Your objective:
The output should be exactly the lines from the one containing "column 518, row 667" through the last line of the records, and only those.

Extracted entries:
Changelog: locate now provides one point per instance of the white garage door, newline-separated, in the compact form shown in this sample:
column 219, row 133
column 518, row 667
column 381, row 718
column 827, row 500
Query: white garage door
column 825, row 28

Completed task:
column 518, row 667
column 381, row 718
column 827, row 500
Query: white garage door
column 825, row 28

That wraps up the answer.